● **REQUIRED TASK**:
Recast the listing as a Markdown table with the columns "Row" and "Line", from the line containing "[tag] white wall: a pin per instance" through the last line of the listing, both included, with a row number and the line's text in each row. Skip blank lines and leave the pictures out.

* BEGIN THE INPUT *

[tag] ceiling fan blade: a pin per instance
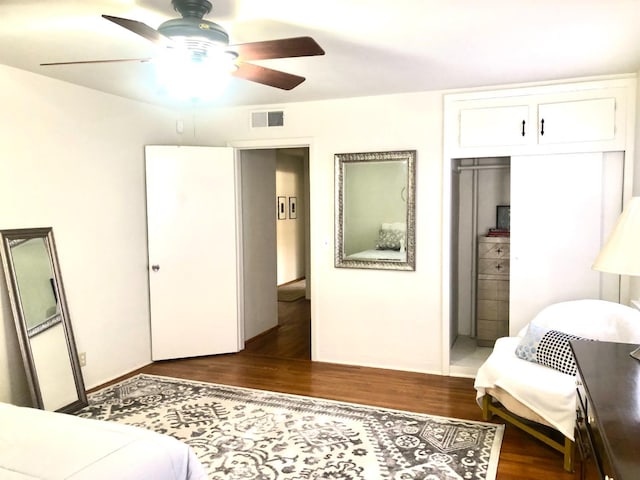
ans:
(283, 48)
(141, 29)
(98, 61)
(268, 76)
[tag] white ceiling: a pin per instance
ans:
(372, 47)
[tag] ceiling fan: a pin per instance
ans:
(202, 39)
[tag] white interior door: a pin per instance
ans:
(193, 251)
(562, 207)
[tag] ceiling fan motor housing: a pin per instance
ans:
(192, 8)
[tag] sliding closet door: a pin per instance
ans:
(562, 207)
(193, 251)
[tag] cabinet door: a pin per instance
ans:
(494, 126)
(590, 120)
(562, 209)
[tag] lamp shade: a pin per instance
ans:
(621, 253)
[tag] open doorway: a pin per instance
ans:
(275, 211)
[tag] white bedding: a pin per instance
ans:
(37, 444)
(392, 255)
(548, 392)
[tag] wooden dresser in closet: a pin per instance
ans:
(492, 296)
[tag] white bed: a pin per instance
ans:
(537, 392)
(388, 255)
(37, 444)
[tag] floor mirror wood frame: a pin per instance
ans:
(68, 401)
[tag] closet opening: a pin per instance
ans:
(479, 289)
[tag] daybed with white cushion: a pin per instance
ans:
(508, 384)
(37, 444)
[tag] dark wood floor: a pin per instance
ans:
(279, 361)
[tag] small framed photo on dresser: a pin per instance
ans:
(503, 217)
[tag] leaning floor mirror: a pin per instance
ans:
(375, 210)
(42, 321)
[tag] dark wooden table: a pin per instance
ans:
(610, 396)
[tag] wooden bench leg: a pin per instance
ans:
(486, 411)
(569, 454)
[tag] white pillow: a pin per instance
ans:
(596, 319)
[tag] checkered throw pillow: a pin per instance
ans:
(554, 351)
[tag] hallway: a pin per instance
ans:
(291, 339)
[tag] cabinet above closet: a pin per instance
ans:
(558, 118)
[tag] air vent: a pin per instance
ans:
(262, 119)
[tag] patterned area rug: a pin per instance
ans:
(240, 433)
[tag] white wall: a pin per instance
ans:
(73, 159)
(365, 317)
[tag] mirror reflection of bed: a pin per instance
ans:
(375, 210)
(389, 245)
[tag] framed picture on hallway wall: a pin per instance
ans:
(293, 207)
(282, 206)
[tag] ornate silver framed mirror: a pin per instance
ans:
(375, 210)
(39, 307)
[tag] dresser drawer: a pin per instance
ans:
(493, 266)
(491, 289)
(492, 310)
(493, 250)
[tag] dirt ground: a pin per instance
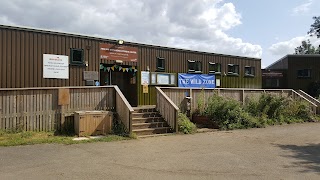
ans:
(280, 152)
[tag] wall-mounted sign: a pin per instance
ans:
(197, 80)
(90, 75)
(218, 82)
(272, 74)
(55, 66)
(118, 52)
(160, 78)
(145, 77)
(145, 89)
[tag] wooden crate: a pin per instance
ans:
(87, 123)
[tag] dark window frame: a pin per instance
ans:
(214, 68)
(252, 71)
(194, 66)
(233, 71)
(72, 61)
(161, 66)
(302, 74)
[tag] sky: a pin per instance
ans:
(266, 29)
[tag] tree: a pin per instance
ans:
(315, 27)
(306, 48)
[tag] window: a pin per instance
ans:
(214, 68)
(158, 78)
(194, 66)
(249, 71)
(233, 69)
(160, 64)
(304, 73)
(77, 56)
(272, 83)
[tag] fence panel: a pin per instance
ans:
(37, 109)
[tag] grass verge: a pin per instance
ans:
(8, 138)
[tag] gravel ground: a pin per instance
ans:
(279, 152)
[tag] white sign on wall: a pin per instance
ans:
(145, 78)
(55, 66)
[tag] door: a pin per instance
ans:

* END THE INPUT *

● **EXERCISE ANSWER**:
| Row | Line |
|---|---|
| 1 | [tag] white wall: a pin per instance |
| 2 | ans: |
| 3 | (73, 159) |
| 4 | (365, 317) |
| 5 | [tag] mirror reflection of bed: a pin per instance |
| 6 | ans: |
| 7 | (375, 210) |
| 8 | (389, 245) |
| 9 | [tag] framed picture on hallway wall: a pin per instance |
| 10 | ans: |
| 11 | (293, 207) |
| 12 | (282, 206) |
| 13 | [tag] ornate silver framed mirror: a pin per instance |
| 14 | ans: |
| 15 | (375, 210) |
| 16 | (39, 307) |
| 17 | [tag] dresser drawer: a pin per instance |
| 18 | ans: |
| 19 | (493, 266) |
| 20 | (491, 289) |
| 21 | (492, 310) |
| 22 | (493, 250) |
| 23 | [tag] dirt ground: a pin per instance |
| 24 | ans: |
| 25 | (280, 152) |
| 26 | [tag] wall-mounted sign: a pin per instance |
| 27 | ans: |
| 28 | (197, 80) |
| 29 | (90, 75) |
| 30 | (218, 82) |
| 31 | (272, 74) |
| 32 | (55, 66) |
| 33 | (118, 52) |
| 34 | (160, 78) |
| 35 | (145, 77) |
| 36 | (145, 89) |
| 37 | [tag] wooden crate: a pin per instance |
| 38 | ans: |
| 39 | (87, 123) |
| 40 | [tag] dark window frame: a pin per instance |
| 41 | ans: |
| 42 | (214, 68) |
| 43 | (252, 71) |
| 44 | (194, 66) |
| 45 | (233, 71) |
| 46 | (72, 61) |
| 47 | (161, 66) |
| 48 | (302, 74) |
| 49 | [tag] sky: a pin per instance |
| 50 | ans: |
| 51 | (266, 29) |
| 52 | [tag] tree: a pin per instance |
| 53 | ans: |
| 54 | (315, 27) |
| 55 | (306, 48) |
| 56 | [tag] window: a pin per instance |
| 57 | ans: |
| 58 | (214, 68) |
| 59 | (158, 78) |
| 60 | (194, 66) |
| 61 | (249, 71) |
| 62 | (233, 69) |
| 63 | (160, 64) |
| 64 | (304, 73) |
| 65 | (77, 56) |
| 66 | (272, 83) |
| 67 | [tag] fence panel: a pin per instance |
| 68 | ans: |
| 69 | (37, 109) |
| 70 | [tag] grass verge: a pin per instance |
| 71 | ans: |
| 72 | (8, 138) |
| 73 | [tag] gravel ground: a pin per instance |
| 74 | ans: |
| 75 | (279, 152) |
| 76 | [tag] white sign on wall: a pin per instance |
| 77 | ans: |
| 78 | (145, 78) |
| 79 | (55, 66) |
| 80 | [tag] door: a pin per instance |
| 81 | ans: |